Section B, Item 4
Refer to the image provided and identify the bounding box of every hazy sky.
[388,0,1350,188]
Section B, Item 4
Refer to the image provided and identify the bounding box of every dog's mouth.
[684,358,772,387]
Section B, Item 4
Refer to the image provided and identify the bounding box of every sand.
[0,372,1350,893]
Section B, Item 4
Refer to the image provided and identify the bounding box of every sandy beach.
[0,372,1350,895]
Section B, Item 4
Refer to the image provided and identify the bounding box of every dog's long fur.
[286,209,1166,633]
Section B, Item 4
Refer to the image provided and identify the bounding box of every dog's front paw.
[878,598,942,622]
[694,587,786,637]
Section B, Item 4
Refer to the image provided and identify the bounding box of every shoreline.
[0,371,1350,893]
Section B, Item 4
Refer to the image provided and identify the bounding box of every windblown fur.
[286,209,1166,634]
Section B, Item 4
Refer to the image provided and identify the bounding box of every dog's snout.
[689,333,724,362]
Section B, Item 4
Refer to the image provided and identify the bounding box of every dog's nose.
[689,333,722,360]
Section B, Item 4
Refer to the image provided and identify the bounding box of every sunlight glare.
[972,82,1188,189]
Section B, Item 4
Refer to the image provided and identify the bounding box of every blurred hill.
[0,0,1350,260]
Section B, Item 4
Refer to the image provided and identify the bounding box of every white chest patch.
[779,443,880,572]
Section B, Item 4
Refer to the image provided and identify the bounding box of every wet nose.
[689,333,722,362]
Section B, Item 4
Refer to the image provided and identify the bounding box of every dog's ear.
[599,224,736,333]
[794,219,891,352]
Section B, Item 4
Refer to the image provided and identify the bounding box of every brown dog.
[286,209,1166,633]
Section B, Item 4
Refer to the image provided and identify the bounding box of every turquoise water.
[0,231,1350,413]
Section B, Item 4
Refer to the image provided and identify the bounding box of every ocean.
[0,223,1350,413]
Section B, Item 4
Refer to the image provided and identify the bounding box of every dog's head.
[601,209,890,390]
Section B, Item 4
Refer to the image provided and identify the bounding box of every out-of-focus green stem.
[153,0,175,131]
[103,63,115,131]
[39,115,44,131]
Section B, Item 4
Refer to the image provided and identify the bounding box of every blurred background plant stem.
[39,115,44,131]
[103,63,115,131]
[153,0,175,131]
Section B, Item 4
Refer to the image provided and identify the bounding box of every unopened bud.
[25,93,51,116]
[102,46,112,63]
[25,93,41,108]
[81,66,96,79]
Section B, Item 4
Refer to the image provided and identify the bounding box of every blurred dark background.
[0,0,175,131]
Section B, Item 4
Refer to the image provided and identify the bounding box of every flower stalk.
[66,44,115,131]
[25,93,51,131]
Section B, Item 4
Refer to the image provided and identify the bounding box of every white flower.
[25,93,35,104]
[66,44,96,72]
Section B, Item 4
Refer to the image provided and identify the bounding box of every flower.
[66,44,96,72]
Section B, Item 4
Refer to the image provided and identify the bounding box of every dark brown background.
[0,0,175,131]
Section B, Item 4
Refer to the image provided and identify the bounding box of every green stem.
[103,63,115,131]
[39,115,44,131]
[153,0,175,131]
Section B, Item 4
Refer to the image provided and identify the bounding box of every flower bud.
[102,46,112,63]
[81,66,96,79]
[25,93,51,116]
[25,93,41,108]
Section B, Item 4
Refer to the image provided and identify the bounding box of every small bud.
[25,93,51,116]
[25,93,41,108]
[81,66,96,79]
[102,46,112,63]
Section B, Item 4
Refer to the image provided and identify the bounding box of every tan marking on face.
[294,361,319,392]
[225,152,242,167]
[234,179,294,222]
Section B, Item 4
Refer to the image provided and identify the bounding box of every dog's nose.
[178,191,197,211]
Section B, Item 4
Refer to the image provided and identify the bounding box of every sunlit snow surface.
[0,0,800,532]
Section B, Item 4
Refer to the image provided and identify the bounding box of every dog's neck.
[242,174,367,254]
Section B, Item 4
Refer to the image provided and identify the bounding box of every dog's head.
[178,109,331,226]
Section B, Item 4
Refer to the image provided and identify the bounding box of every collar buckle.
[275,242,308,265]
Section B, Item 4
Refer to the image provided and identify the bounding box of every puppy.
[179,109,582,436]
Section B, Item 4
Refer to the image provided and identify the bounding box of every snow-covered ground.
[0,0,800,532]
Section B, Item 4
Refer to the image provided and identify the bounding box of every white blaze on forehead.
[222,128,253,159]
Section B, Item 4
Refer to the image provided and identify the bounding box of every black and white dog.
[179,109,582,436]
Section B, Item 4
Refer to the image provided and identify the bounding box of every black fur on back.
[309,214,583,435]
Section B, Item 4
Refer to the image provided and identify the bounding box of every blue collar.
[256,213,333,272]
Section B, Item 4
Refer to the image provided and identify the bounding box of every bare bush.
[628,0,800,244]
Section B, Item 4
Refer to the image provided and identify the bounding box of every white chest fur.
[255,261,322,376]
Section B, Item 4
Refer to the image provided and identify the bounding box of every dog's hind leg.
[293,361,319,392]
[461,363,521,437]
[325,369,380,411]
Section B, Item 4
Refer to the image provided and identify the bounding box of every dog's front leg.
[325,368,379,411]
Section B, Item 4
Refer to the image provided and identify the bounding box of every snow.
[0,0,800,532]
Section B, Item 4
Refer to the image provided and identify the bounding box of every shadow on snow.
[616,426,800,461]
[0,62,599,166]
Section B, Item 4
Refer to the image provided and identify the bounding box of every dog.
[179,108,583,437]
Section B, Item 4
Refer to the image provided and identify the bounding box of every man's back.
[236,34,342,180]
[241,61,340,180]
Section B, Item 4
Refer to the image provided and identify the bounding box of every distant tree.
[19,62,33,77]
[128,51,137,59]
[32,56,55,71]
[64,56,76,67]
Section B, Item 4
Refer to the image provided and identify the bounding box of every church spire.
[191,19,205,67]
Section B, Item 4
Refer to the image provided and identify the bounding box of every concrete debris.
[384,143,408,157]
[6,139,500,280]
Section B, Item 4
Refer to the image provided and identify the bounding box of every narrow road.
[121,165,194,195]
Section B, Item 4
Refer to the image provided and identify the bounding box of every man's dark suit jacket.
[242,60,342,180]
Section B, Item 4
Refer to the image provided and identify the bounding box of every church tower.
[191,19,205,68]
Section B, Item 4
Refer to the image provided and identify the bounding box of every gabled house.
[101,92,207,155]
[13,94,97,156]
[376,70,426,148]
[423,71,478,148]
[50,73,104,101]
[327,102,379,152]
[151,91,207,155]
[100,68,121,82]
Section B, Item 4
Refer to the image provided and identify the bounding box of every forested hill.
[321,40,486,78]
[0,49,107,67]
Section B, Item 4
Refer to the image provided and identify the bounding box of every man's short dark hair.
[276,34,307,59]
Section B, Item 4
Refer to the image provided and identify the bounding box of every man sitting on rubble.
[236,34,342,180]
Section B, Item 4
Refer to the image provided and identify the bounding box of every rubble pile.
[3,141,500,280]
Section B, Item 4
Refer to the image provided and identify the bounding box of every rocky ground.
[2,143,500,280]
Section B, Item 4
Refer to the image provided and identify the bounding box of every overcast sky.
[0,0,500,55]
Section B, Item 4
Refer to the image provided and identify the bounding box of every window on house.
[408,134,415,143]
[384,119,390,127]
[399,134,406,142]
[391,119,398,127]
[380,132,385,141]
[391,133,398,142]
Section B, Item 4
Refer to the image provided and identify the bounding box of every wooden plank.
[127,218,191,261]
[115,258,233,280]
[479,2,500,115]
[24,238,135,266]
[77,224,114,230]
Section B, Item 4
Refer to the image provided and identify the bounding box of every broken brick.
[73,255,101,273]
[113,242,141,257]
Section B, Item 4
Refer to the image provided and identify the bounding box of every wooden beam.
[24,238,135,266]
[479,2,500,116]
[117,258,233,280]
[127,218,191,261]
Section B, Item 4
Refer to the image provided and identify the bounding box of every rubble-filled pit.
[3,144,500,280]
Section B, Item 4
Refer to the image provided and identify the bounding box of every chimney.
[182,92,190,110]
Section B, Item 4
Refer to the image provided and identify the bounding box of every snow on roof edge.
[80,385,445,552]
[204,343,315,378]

────────────────────

## TO BE DONE
Reproduce verbatim every line of the entries above, from the first line through the line containing "[0,0,1350,260]", including both of those lines.

## RESULT
Section B, Item 4
Refer to the image provided and identify the bounding box of every hazy sky.
[388,0,1350,188]
Section B, Item 4
Refer to the image provided and identify the bounding box of every dog's mouth.
[684,358,772,387]
Section B, Item 4
Refer to the image provided and identify the bounding box of every sand.
[0,372,1350,893]
Section B, Item 4
Refer to the image provided and identify the bounding box of every sandy beach.
[0,372,1350,895]
Section B, Item 4
Refer to the image provided and identify the bounding box of every dog's long fur.
[286,209,1166,633]
Section B, Item 4
Refer to the image provided and identify the bounding box of every dog's front paw.
[878,598,942,622]
[694,587,786,637]
Section B, Item 4
Refer to the image provided and identify the bounding box of every shoreline.
[0,371,1350,893]
Section B, Item 4
Refer to the image provided and identify the bounding box of every windblown fur.
[286,209,1166,634]
Section B, Item 4
Refer to the image provided and identify the bounding box of every dog's snout.
[689,333,724,362]
Section B, Item 4
Refer to the image provided and identify the bounding box of every dog's nose.
[689,333,722,360]
Section B, Item 4
Refer to the image provided and identify the bounding box of every sunlight glare.
[972,82,1188,189]
Section B, Item 4
Refer to the image provided and identify the bounding box of every blurred hill.
[0,0,1350,260]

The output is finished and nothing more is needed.